* [Problem description]:
Of all the lines in the material, how many carry the string "hardcover"? Respond with the number by itself.

————

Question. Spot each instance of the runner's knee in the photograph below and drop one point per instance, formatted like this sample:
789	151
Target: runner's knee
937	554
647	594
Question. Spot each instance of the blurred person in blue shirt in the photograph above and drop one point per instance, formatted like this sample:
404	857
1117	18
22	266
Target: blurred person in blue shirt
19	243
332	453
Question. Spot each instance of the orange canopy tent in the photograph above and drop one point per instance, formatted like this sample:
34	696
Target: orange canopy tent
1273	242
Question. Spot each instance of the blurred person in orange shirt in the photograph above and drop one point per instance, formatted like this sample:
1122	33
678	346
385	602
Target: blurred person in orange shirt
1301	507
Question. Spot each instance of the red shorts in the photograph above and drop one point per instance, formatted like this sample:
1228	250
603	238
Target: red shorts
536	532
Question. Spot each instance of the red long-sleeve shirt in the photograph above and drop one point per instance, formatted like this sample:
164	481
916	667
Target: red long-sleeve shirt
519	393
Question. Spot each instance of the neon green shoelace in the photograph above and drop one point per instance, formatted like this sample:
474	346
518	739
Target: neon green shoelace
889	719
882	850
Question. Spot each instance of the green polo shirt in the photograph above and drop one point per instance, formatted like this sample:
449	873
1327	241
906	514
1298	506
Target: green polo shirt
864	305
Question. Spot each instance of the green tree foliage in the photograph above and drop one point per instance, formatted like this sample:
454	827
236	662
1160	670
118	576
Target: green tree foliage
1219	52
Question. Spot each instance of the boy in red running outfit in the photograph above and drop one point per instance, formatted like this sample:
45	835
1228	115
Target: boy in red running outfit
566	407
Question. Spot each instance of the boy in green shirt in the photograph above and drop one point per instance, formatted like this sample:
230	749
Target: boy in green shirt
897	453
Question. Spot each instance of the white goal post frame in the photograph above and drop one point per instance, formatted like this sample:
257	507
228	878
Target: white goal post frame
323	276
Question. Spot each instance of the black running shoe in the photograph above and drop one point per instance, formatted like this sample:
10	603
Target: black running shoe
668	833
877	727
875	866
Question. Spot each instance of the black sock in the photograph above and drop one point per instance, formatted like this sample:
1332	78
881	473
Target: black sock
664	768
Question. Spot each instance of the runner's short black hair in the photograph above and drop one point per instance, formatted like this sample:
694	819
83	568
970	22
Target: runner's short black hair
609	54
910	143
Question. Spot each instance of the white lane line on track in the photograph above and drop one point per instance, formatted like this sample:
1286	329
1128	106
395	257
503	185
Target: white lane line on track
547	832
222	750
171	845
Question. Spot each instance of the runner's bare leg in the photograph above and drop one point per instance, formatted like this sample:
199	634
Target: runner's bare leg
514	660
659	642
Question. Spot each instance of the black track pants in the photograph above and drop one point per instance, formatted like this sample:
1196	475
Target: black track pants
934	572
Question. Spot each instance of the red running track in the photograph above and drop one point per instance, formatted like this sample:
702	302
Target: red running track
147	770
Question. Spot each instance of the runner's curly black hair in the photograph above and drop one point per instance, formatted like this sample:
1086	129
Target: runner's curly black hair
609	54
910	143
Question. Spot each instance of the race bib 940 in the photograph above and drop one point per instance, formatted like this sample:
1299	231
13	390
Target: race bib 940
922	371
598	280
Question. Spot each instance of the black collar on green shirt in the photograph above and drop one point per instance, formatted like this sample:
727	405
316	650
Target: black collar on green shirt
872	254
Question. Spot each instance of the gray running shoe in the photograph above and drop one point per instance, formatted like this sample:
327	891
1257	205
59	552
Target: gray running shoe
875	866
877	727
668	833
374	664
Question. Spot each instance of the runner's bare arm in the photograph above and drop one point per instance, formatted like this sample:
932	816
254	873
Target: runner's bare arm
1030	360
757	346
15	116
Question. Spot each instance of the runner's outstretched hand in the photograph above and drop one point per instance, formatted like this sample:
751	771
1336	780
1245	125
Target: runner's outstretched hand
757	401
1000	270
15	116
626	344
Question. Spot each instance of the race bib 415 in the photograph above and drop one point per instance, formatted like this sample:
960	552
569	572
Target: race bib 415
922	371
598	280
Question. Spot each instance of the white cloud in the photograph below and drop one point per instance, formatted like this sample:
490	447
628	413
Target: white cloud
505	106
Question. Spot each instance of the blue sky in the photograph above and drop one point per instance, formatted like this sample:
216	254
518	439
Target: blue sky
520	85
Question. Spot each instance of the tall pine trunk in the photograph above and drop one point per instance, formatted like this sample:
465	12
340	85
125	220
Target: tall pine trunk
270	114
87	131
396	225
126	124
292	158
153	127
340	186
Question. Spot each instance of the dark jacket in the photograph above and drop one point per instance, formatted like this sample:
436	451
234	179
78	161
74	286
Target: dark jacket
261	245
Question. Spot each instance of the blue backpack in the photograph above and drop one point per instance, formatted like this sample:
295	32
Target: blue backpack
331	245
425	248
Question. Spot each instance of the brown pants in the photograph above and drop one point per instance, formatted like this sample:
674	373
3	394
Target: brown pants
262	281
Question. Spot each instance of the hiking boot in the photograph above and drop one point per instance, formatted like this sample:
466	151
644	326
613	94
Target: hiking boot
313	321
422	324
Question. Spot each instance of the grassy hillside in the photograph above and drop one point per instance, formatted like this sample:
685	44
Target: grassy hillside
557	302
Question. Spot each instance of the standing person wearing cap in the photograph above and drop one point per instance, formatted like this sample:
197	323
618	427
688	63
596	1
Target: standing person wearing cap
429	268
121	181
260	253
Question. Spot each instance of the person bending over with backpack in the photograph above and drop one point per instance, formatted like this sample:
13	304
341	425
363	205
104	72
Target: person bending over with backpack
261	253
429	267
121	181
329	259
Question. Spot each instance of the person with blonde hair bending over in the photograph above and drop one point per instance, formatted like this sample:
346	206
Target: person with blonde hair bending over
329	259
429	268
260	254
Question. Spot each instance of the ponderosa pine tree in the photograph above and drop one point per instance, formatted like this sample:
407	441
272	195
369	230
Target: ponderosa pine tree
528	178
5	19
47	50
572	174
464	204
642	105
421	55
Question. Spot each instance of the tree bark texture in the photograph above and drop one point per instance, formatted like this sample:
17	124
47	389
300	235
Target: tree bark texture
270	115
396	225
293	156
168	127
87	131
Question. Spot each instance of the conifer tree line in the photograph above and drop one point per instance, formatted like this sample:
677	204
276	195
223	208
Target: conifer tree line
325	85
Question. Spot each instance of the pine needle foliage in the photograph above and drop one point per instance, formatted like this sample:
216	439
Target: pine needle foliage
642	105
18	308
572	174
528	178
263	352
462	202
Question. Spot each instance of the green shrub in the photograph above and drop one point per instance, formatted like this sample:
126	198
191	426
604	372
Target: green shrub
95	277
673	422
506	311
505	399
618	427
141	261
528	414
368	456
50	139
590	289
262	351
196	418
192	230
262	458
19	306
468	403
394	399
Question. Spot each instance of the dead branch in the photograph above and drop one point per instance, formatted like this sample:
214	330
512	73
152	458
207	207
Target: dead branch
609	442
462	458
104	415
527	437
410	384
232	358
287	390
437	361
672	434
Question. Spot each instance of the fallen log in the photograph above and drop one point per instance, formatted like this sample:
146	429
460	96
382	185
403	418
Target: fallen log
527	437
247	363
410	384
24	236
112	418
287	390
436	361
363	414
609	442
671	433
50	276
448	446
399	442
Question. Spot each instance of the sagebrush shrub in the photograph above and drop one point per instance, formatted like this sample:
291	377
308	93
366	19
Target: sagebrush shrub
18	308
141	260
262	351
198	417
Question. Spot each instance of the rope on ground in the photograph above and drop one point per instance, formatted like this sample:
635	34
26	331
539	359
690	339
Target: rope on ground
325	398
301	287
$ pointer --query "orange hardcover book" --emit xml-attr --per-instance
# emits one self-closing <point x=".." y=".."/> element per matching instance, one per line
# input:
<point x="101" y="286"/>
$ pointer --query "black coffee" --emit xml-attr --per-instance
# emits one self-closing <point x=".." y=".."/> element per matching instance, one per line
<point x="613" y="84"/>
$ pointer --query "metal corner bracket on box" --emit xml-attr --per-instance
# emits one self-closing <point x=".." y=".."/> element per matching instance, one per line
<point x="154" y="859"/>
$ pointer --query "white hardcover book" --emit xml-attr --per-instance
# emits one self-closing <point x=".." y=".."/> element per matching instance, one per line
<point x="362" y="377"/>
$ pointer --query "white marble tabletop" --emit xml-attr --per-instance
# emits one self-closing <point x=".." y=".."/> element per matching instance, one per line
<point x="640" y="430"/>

————

* [Result of the task]:
2